Nothing other than an exact copy of the records should be returned.

**GIVEN INFORMATION**

- - -

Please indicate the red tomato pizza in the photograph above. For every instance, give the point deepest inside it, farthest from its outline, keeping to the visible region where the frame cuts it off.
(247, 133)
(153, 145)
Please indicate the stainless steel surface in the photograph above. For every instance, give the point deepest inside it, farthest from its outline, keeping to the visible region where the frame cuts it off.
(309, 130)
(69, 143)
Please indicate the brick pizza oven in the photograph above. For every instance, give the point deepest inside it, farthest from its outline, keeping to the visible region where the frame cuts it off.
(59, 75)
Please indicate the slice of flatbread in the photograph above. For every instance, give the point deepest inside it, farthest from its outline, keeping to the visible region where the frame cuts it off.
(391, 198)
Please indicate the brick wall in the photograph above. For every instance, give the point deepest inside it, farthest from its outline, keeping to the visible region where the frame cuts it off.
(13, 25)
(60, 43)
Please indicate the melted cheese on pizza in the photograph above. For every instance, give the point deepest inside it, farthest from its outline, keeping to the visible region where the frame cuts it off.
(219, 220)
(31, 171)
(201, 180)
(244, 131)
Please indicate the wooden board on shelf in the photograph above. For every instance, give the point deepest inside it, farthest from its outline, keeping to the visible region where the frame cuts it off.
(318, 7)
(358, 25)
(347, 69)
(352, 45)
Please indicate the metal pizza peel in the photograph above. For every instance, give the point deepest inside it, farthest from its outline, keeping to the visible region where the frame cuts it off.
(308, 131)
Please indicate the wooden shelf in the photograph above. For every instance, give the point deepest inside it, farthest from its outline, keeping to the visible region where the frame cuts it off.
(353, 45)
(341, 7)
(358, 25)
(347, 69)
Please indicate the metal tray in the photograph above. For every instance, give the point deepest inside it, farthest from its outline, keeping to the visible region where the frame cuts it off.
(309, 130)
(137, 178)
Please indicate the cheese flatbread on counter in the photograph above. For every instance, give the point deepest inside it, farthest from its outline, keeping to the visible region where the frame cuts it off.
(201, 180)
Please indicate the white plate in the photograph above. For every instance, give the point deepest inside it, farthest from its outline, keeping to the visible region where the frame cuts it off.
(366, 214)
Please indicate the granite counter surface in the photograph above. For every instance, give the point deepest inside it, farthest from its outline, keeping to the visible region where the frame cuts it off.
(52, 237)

- - -

**ANSWER AREA**
Please indicate the red tomato pizza in the photograph above. For every instance, give the point deepest inside it, farthest from its outline, keeping to the visible region where the frame cuts it off.
(247, 133)
(153, 145)
Please indicate the stainless steel surface in the photograph above. For every instance, give the point deepest inside it, farthest from its outline, keeping to the visible region where the frame cuts it off.
(309, 130)
(69, 143)
Please indicate the brick pizza oven in the photograph above. For every instance, give the point deepest inside it, farthest from its outline, keeping to the visible region where the frame cuts it off.
(59, 75)
Please indicate the slice of flatbread in the photograph above. For every instance, give the point deepest inside it, farthest from its outline, keeping to the visible region where the frame cuts it off.
(391, 198)
Please indicate the brick wall in the photograph above. For every instance, give the point deepest inside it, farthest from its outline, keeping to the visible region where the frame cuts it off.
(13, 25)
(60, 43)
Please indicate the melted cheese on pizza in the photograph above. For every instance, give the point deepest inside it, farthest from its outline, keeping to the visible region where the frame cuts it off.
(219, 220)
(31, 171)
(201, 180)
(244, 131)
Please indicate the wooden board on shelf in the photograph above. For every instance, give the point deepest inside it, farthest from its outline, keeping to the visible region where the frame cuts it off.
(318, 7)
(358, 25)
(347, 69)
(352, 45)
Please indicate the metal pizza peel in the photograph above. For every instance, give the point deepest inside it, farthest from its outline, keeping to the visible region where the frame cuts it off.
(308, 131)
Please indicate the wooden shelf in the photograph above. For every instance, give the point deepest inside it, farthest from its outline, keeping to the visible region where the frame cuts it off.
(353, 45)
(341, 7)
(358, 25)
(347, 69)
Please indicate the metal tray in the photograph above. For every instance, give the point deepest inside it, farthest from its outline, keeping to the visible region where the frame cuts it off.
(309, 130)
(137, 178)
Please indicate the cheese flatbread on counter in the photograph above. For every instance, give the point deepest inside it, farthest from its outline, keeping to the visible region where the frame cuts it off.
(201, 180)
Please indicate the white plate in the photograph above. For every instance, give the point deepest inside it, farthest from its outline, keeping to the visible region where the frame cuts it off.
(366, 214)
Please indicate the granite counter surface in the photograph above. For every instance, give the point deepest inside it, farthest from its outline, keeping to the visible region where the frame cuts it off.
(52, 237)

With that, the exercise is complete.